* _THE PROBLEM_
Please copy out the stretch of material below from the line containing "[locate] gray winter" through the end, unchanged, leaving out the pictures.

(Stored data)
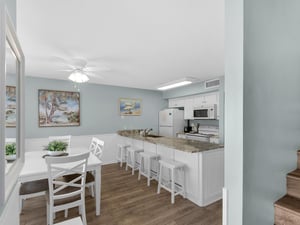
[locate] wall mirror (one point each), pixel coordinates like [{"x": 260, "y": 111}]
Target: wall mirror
[
  {"x": 12, "y": 153},
  {"x": 12, "y": 108}
]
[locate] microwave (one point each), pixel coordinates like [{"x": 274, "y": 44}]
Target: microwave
[{"x": 205, "y": 112}]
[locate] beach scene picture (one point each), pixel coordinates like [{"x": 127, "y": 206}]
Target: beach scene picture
[
  {"x": 130, "y": 107},
  {"x": 59, "y": 108},
  {"x": 10, "y": 106}
]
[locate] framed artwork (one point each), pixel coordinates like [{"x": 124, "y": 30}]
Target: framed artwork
[
  {"x": 130, "y": 107},
  {"x": 59, "y": 108},
  {"x": 10, "y": 106}
]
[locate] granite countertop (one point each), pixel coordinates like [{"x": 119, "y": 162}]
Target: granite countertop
[{"x": 191, "y": 146}]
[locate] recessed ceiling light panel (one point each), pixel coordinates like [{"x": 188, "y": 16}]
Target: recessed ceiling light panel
[{"x": 177, "y": 83}]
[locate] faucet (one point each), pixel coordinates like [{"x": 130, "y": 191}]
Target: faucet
[{"x": 146, "y": 132}]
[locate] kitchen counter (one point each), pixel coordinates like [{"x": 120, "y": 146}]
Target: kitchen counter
[{"x": 190, "y": 146}]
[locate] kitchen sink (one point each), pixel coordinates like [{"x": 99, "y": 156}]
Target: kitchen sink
[{"x": 153, "y": 135}]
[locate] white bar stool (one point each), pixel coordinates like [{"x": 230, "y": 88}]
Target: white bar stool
[
  {"x": 170, "y": 185},
  {"x": 121, "y": 155},
  {"x": 132, "y": 158},
  {"x": 146, "y": 158}
]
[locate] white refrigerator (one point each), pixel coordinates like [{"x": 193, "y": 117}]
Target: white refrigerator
[{"x": 171, "y": 122}]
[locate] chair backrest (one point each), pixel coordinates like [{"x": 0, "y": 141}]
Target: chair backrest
[
  {"x": 66, "y": 139},
  {"x": 96, "y": 147},
  {"x": 59, "y": 188},
  {"x": 10, "y": 140}
]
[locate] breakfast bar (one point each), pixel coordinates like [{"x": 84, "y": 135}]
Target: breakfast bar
[{"x": 204, "y": 162}]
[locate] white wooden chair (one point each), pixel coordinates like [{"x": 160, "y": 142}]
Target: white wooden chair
[
  {"x": 63, "y": 195},
  {"x": 96, "y": 148},
  {"x": 74, "y": 221},
  {"x": 66, "y": 139}
]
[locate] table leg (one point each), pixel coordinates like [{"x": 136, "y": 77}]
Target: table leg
[{"x": 98, "y": 189}]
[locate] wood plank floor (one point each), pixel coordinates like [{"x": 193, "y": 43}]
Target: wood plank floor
[{"x": 127, "y": 201}]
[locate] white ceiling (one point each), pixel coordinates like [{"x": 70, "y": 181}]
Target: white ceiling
[{"x": 133, "y": 43}]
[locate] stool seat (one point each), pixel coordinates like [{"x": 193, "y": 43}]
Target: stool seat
[
  {"x": 171, "y": 163},
  {"x": 145, "y": 167},
  {"x": 122, "y": 150},
  {"x": 132, "y": 158},
  {"x": 149, "y": 154},
  {"x": 171, "y": 186}
]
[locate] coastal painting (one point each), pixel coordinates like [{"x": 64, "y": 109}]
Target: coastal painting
[
  {"x": 10, "y": 106},
  {"x": 59, "y": 108},
  {"x": 130, "y": 107}
]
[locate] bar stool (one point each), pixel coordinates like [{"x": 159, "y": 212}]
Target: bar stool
[
  {"x": 171, "y": 186},
  {"x": 121, "y": 155},
  {"x": 146, "y": 158},
  {"x": 132, "y": 158}
]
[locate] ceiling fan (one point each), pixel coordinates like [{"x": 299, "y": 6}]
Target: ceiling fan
[{"x": 80, "y": 71}]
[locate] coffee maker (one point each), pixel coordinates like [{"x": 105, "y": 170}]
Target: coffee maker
[{"x": 187, "y": 128}]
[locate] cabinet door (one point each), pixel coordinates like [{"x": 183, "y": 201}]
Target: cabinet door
[
  {"x": 189, "y": 109},
  {"x": 198, "y": 100},
  {"x": 176, "y": 102}
]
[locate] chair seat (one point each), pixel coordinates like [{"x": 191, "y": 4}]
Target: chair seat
[
  {"x": 65, "y": 200},
  {"x": 89, "y": 177},
  {"x": 74, "y": 221},
  {"x": 33, "y": 187}
]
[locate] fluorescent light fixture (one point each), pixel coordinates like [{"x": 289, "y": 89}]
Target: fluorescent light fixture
[
  {"x": 177, "y": 83},
  {"x": 78, "y": 76}
]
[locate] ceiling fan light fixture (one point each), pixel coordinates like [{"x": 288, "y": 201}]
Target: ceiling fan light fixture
[
  {"x": 177, "y": 83},
  {"x": 78, "y": 77}
]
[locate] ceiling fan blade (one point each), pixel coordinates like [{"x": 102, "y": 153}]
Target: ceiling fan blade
[
  {"x": 66, "y": 70},
  {"x": 95, "y": 69}
]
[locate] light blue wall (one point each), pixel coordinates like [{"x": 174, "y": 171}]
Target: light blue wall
[
  {"x": 272, "y": 103},
  {"x": 98, "y": 105}
]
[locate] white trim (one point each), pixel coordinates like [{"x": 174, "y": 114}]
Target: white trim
[{"x": 8, "y": 181}]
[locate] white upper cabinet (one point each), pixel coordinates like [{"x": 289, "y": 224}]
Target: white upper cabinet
[
  {"x": 176, "y": 102},
  {"x": 189, "y": 109},
  {"x": 195, "y": 101}
]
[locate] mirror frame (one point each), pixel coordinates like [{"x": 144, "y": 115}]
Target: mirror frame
[{"x": 7, "y": 33}]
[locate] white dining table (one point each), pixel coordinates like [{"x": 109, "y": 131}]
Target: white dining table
[{"x": 35, "y": 168}]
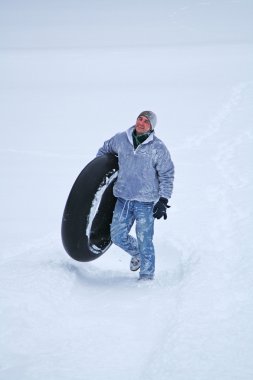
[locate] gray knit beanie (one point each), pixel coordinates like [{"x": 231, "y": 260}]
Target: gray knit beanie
[{"x": 151, "y": 116}]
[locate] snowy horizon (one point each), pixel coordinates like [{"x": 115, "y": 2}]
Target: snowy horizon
[{"x": 72, "y": 74}]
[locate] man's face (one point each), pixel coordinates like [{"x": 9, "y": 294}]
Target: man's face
[{"x": 142, "y": 125}]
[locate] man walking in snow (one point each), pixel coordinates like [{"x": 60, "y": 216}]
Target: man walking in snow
[{"x": 143, "y": 189}]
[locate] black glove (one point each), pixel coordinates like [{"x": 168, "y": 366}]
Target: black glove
[{"x": 160, "y": 208}]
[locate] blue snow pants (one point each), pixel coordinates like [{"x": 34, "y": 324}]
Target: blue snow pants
[{"x": 125, "y": 214}]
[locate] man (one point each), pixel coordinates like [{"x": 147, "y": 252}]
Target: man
[{"x": 143, "y": 189}]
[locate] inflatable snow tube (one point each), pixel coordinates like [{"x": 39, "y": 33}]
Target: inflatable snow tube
[{"x": 88, "y": 212}]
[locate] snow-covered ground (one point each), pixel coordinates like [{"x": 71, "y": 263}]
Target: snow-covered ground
[{"x": 72, "y": 74}]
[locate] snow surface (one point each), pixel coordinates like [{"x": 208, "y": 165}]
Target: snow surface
[{"x": 72, "y": 74}]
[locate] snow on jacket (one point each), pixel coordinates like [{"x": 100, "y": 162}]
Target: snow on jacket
[{"x": 145, "y": 173}]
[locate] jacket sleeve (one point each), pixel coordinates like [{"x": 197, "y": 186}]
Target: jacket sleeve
[
  {"x": 109, "y": 146},
  {"x": 165, "y": 172}
]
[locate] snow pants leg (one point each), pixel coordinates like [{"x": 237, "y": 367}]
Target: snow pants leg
[{"x": 125, "y": 214}]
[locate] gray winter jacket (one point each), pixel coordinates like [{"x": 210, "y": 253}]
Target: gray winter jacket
[{"x": 146, "y": 173}]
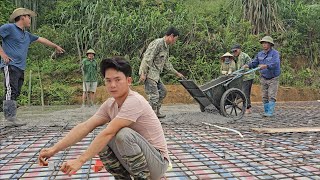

* _EXERCISE RESPONSE_
[locate] gray winter jacket (one point each), pixel coordinates like [{"x": 210, "y": 253}]
Target: gray winter jacket
[{"x": 146, "y": 173}]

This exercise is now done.